··· Raw data

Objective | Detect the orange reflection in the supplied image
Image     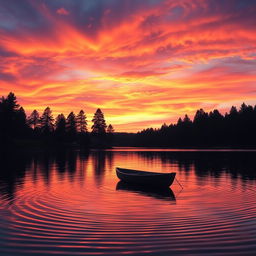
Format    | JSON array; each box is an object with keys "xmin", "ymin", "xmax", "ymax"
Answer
[{"xmin": 0, "ymin": 150, "xmax": 256, "ymax": 254}]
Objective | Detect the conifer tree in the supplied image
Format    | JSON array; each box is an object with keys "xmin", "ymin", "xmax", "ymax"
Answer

······

**Description of the task**
Return the lines of the listing where the string "supplied" appears.

**Answer to this exercise**
Objective | Detect the orange reflection in the supplied image
Objective | Detect the conifer tree in the supplied image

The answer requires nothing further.